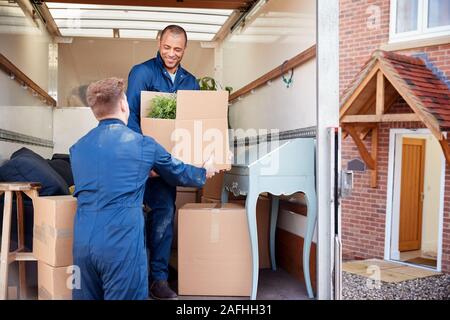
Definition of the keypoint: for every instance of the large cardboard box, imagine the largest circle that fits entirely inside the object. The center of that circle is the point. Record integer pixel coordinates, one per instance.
(263, 208)
(200, 127)
(214, 257)
(54, 283)
(53, 229)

*Required action*
Your answer must be the full listing, copied exactly, with no pictures in it.

*Output below*
Definition of the keypoint: for every instance of the large cardboard box, imagine the largest circle that fits entirely inside the object. The center of that circle is the point. Record integer pixel coordinates, one per instance.
(263, 208)
(200, 127)
(214, 257)
(54, 283)
(53, 229)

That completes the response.